▸ Passage to read:
"""

Written by Marketa Pape,
The United Nations’ international days are an occasion to give prominence to issues of concern to the public and policy-makers. The theme chosen for World Maritime Day 2020 – Sustainable shipping for a sustainable planet – highlights the importance of the UN Sustainable Development Goals and the related work of the International Maritime Organization (IMO), the UN agency for the safety, security and environmental performance of international shipping.
The broad scope of IMO efforts to make shipping more sustainable includes, for instance, measures introduced to cut the sulphur content of ships’ fuel oil, reduce marine litter, protect the polar regions and limit the spread of invasive marine species from ships’ ballast water. The 2020 edition – marked on 24 September – highlights two other areas of IMO action: reducing greenhouse gas emissions (GGEs) from shipping and making crew changes function during the Covid‑19 pandemic.

"""

▸ Provided information:

"""

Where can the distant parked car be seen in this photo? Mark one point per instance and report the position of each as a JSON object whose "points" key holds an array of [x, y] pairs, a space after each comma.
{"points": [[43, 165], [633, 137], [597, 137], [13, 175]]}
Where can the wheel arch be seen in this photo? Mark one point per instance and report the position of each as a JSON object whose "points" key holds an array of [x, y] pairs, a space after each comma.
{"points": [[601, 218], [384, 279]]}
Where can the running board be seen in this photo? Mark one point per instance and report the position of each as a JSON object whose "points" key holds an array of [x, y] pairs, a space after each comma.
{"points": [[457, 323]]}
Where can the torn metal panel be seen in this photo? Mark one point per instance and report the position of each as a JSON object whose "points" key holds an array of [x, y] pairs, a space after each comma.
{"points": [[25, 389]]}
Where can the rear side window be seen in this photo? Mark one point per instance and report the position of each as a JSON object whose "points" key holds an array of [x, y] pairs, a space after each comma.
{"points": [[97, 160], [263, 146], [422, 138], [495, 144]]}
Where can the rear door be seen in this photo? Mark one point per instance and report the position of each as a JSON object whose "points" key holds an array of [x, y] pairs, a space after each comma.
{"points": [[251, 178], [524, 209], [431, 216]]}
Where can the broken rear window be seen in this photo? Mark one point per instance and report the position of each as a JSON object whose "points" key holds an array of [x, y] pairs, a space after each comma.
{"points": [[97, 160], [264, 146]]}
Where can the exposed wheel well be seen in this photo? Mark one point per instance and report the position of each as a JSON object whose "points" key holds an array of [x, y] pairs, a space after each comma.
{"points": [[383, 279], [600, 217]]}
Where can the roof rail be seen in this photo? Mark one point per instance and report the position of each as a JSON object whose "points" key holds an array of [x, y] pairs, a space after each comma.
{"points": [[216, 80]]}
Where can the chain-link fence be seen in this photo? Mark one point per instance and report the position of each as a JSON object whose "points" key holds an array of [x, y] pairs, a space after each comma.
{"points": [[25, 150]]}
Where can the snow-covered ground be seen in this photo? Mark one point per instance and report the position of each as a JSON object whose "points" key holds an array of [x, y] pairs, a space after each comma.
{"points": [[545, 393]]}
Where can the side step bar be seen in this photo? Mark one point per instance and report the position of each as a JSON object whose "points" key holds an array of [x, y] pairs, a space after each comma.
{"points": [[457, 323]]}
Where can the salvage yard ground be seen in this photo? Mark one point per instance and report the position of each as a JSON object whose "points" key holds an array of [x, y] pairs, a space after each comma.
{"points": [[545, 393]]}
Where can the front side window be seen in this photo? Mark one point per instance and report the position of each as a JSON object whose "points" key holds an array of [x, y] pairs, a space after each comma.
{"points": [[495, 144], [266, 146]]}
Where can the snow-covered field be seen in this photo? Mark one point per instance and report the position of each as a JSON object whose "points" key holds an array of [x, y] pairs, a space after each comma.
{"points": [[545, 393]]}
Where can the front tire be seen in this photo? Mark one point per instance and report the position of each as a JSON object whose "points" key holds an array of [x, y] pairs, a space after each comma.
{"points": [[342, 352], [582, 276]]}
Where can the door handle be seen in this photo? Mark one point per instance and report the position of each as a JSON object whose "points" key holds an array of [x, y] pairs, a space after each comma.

"""

▸ Assigned task 1: Set down the part of the World Maritime Day text starting with "The broad scope" and going on through "the Covid‑19 pandemic.".
▸ Assigned task 2: How would you sum up the World Maritime Day text in two sentences?
▸ Assigned task 3: Write what comes next in the World Maritime Day text, picking up after its last sentence.
You can leave the records aside here.

▸ Task answer 1:
The broad scope of IMO efforts to make shipping more sustainable includes, for instance, measures introduced to cut the sulphur content of ships’ fuel oil, reduce marine litter, protect the polar regions and limit the spread of invasive marine species from ships’ ballast water. The 2020 edition – marked on 24 September – highlights two other areas of IMO action: reducing greenhouse gas emissions (GGEs) from shipping and making crew changes function during the Covid‑19 pandemic.

▸ Task answer 2: World Maritime Day 2020, marked on 24 September, had the theme "Sustainable shipping for a sustainable planet," which highlights the UN Sustainable Development Goals and the related work of the International Maritime Organization. Besides IMO measures on ships' fuel sulphur, marine litter, the polar regions and ballast water, the 2020 edition highlighted reducing greenhouse gas emissions from shipping and making crew changes function during the Covid‑19 pandemic.

▸ Task answer 3:
In response to the Paris Agreement’s call to limit global warming to well below 2°C, the IMO adopted a mandatory fuel data collection system in 2016, and an initial strategy on the reduction of GGEs from ships in 2018. The strategy’s aim is to cut shipping emissions by at least 50 % by 2050 compared to 2008 levels, before phasing them out entirely. To be reviewed in 2023, the strategy outlines candidate short-, medium- and long-term reduction measures. Progress on short-term measures is expected already this year.
The EU, having long urged the IMO to be more ambitious on climate action, already adopted a system for monitoring, reporting and verification on CO2 emissions from maritime transport in 2015. From 2018, it started collecting CO2 emission data from large ships calling at European ports. However, once the IMO data collection system began to apply in 2019, shipping companies have had to report similar data twice. EU legislators are now adapting the EU system to facilitate data reporting without weakening its usefulness in gathering transparent data per ship and voyage. The EU is also considering bringing maritime emissions under its Emissions Trading System, in line with the European Green Deal.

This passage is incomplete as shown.